Object pointing dataset rows

-- BEGIN --

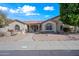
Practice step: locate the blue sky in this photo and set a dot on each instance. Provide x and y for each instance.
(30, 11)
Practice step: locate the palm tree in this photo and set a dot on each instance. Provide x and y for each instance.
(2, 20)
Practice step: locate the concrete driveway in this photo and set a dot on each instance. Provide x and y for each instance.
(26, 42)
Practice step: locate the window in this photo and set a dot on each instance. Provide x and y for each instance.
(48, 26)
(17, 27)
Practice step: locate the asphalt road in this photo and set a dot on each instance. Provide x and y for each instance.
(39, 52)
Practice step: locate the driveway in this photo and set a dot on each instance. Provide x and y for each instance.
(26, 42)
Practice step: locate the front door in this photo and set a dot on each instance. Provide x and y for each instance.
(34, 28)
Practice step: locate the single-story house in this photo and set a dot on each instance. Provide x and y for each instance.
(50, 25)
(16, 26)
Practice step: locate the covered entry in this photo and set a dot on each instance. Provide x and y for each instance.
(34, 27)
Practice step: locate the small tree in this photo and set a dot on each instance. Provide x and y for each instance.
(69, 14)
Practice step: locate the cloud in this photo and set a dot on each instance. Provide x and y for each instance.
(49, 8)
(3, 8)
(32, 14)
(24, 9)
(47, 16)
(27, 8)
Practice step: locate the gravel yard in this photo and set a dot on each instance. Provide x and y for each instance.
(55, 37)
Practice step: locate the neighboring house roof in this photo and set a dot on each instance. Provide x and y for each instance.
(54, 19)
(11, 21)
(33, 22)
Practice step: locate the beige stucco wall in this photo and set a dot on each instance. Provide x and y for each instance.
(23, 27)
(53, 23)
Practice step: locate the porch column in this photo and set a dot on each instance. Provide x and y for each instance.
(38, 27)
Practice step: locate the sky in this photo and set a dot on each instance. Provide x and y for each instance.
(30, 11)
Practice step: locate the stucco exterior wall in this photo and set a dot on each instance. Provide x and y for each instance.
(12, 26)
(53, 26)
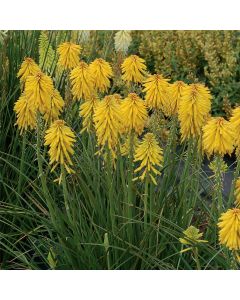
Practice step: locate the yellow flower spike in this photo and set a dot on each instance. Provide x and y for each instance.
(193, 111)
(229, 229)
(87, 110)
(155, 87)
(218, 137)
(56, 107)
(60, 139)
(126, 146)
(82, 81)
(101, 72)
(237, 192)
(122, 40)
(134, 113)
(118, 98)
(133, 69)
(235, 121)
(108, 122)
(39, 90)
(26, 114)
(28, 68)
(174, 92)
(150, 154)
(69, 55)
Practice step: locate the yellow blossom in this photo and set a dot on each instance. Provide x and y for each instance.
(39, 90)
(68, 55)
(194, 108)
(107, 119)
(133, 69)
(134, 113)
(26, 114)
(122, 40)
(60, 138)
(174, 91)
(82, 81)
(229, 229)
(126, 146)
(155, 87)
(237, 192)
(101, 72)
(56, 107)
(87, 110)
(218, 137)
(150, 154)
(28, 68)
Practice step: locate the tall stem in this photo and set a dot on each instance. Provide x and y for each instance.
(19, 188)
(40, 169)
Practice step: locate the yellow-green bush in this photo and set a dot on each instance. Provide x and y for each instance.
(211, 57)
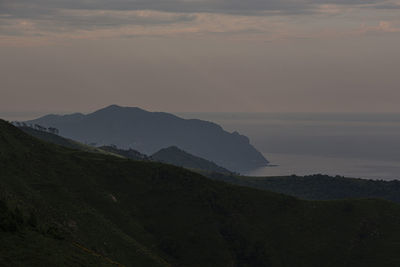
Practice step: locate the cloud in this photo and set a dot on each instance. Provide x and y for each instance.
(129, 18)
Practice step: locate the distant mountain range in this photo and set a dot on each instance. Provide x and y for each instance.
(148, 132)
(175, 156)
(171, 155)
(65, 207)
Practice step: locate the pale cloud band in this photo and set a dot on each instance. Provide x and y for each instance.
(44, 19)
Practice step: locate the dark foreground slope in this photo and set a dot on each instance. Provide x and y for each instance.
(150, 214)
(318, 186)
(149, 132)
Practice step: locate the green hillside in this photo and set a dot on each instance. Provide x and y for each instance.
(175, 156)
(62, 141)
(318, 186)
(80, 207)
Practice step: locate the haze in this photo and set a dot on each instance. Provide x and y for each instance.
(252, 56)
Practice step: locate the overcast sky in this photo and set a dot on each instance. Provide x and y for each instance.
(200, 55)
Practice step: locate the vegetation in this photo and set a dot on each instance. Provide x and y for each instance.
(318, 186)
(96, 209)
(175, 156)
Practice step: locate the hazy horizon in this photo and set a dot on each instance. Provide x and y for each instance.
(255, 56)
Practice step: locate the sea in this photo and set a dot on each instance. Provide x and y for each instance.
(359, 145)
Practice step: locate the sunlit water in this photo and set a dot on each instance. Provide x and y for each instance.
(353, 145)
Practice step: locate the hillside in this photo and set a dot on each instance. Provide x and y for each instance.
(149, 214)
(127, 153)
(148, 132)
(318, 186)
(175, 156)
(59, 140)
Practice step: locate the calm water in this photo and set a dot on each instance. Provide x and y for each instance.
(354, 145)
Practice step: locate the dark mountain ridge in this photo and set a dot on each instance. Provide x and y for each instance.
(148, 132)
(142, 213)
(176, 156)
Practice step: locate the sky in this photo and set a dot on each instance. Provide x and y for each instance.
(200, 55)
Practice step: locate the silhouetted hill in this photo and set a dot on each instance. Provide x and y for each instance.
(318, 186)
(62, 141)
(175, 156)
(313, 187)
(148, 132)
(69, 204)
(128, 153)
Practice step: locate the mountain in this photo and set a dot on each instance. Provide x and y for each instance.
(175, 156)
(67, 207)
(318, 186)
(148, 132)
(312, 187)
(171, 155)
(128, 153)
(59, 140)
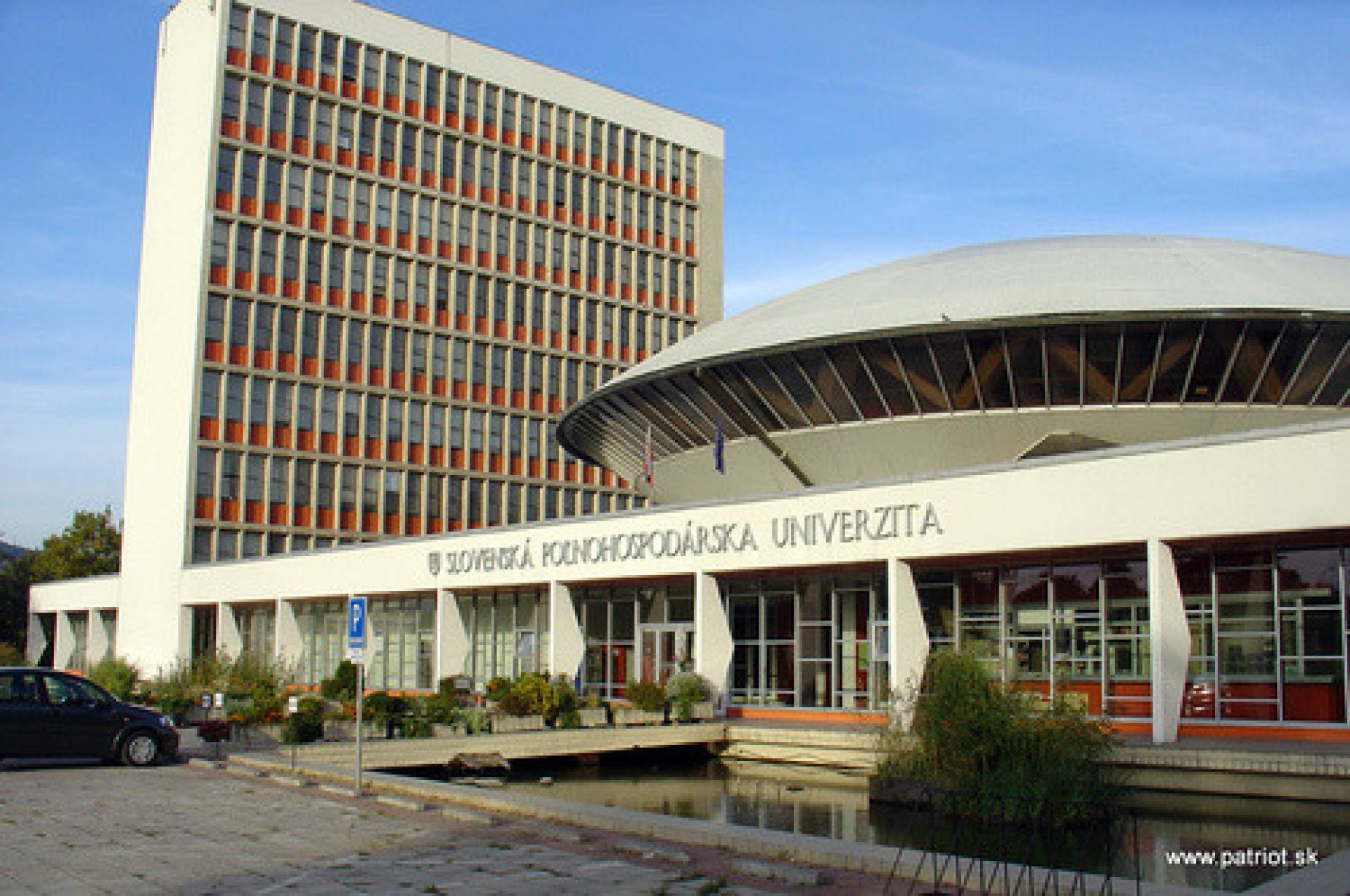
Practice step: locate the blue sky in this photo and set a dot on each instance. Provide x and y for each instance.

-- END --

▸ **WRITTEN REQUEST**
Can you copy out every one of the records above word for word, leaving out the pictures?

▸ **EXPECTED ANSWER**
Practice step: locate the blue sky in this photo and set a dot on each instance. Provide x and y for each instance.
(30, 11)
Practice step: locate the palm tree in this photo and set a dot on each instance. Provide x and y for each instance.
(2, 20)
Practice step: locate the concrete driveway in this photo and set a dot on each instance. Provide x and y for each instance.
(26, 42)
Practice step: locate the window in this photo and set a dot on each instance. Provide x and y for each instance.
(48, 26)
(17, 27)
Practice step: locate the asphalt road in this photo and set a dot on each instance. Provide x and y for each instance.
(39, 52)
Practice step: locate the driveway in this photo and set a dot on each instance. Provide x and y for each instance.
(26, 42)
Practice step: locate the front door in this photo and set a dot on each instance. Provide x and y for each instance.
(34, 28)
Practice step: locate the single-story house in this photo and set a dot on each instance. Provide x and y for each instance.
(50, 25)
(16, 26)
Practice step: locate the covered entry in this photo and set a dot on each instance. Provide x and y for each instance.
(34, 27)
Practice step: locate the small tree in this photo and set a dot on each instance. Provide x and y for each instance.
(69, 14)
Practice step: locate the cloud in this photo and set a dot on each instance. Provide x and y for each instance.
(49, 8)
(3, 8)
(32, 14)
(24, 9)
(47, 16)
(27, 8)
Practice step: locate the gravel yard in this photo and set a dot on each instance. Provide x and y for each instance.
(55, 37)
Practice step: locate the neighboring house roof in this photo and set a dot on each instance. Provide x and y for each instance.
(54, 19)
(11, 21)
(33, 22)
Practice step: locate the beige stucco wall in this photo and set a dot on each instance. Provide x and y for each instance.
(23, 27)
(53, 23)
Practice step: locate the porch column in this photo and set a dot on each instance. Provide x and y for each instance.
(38, 27)
Practice step: locate the sky in this photo and set a dot on each instance. Provide x and y for each instance.
(30, 11)
Practice step: locate the stucco exterior wall in this photo and set a dot on each instance. Provide x and y for each instance.
(12, 26)
(53, 26)
Practice step: locate the yellow flower spike in this photo and set a dot on each instance. Provide x and y for each instance.
(193, 111)
(229, 229)
(87, 110)
(155, 87)
(218, 137)
(56, 107)
(60, 139)
(126, 146)
(82, 81)
(101, 72)
(237, 192)
(122, 40)
(134, 113)
(118, 98)
(133, 69)
(235, 121)
(108, 122)
(39, 90)
(26, 114)
(28, 68)
(174, 92)
(150, 154)
(69, 55)
Practice step: locate the yellow blossom in this photo and set a dot on each instance. Provide x and y for each instance.
(39, 90)
(68, 55)
(194, 108)
(107, 119)
(133, 69)
(134, 113)
(26, 114)
(122, 40)
(60, 138)
(174, 91)
(82, 81)
(229, 229)
(126, 146)
(155, 87)
(237, 192)
(101, 72)
(56, 107)
(87, 110)
(218, 137)
(150, 154)
(28, 68)
Practice step: locate the tall stem in this photo and set a dot on each instance. Provide x and y for each instance.
(19, 188)
(40, 169)
Practice step: locate the yellow-green bush in this photo and set a dot on each instance. Provide x and y for each instance.
(211, 57)
Practice step: locate the cloud in this photo and set a dot on each instance. Provide x and y for each instance.
(129, 18)
Practice step: locate the distant mountain range in this photo and set a dot on each instance. Provide x and y for each instance.
(148, 132)
(175, 156)
(171, 155)
(65, 207)
Practice step: locate the pale cloud band in this photo and set a dot on each instance. Provide x and y for each instance.
(44, 19)
Practice step: locate the dark foreground slope in this photo and set a dot on each instance. Provide x and y for each instance.
(150, 214)
(318, 186)
(149, 132)
Practice step: locate the green hillside in this photo and set a dot on each instance. Provide x and y for each instance.
(175, 156)
(62, 141)
(318, 186)
(80, 207)
Practice step: locate the haze in this photo and set a dot on each instance. Provide x and y for each instance.
(252, 56)
Practice step: locate the overcast sky in this photo and set a dot on each instance. Provide x and y for each instance.
(200, 55)
Practice step: locate the vegetation in this photo and set a dot on each instance. Provide x and y for each instance.
(318, 186)
(96, 209)
(175, 156)
Practice step: locate the hazy horizon in this photo and set a dot on each instance. Provide x and y for each instance.
(255, 56)
Practice step: locate the sea in this photo and set a dot on each instance. Provide x and y for each instance.
(359, 145)
Practice step: locate the sunlit water in this photo and set a dot on each instance. Provide x and y for each instance.
(353, 145)
Practice step: locate the hillside in this photo and set a dot on each instance. Provide x and y for each instance.
(149, 214)
(127, 153)
(148, 132)
(318, 186)
(175, 156)
(59, 140)
Practice step: locate the calm water in this photo and set a dot on each instance. Provide x and y for each instance.
(354, 145)
Practice step: locate the dark mountain ridge in this photo and set a dot on each instance. Provide x and y for each instance.
(148, 132)
(142, 213)
(176, 156)
Practice step: locate the sky in this photo and set a dot on each instance. Provide x and y for each instance.
(200, 55)
Practice step: locate the silhouetted hill in this photo and set a dot on each instance. Provide x and y for each instance.
(318, 186)
(62, 141)
(175, 156)
(313, 187)
(148, 132)
(69, 204)
(128, 153)
Practice step: locate the mountain in this photo and set a dot on each instance. Provide x and y for each instance.
(175, 156)
(67, 207)
(318, 186)
(148, 132)
(312, 187)
(171, 155)
(128, 153)
(59, 140)
Practice step: locate the blue sky in this photo and set a dot on each instance. Provide x and y for each instance.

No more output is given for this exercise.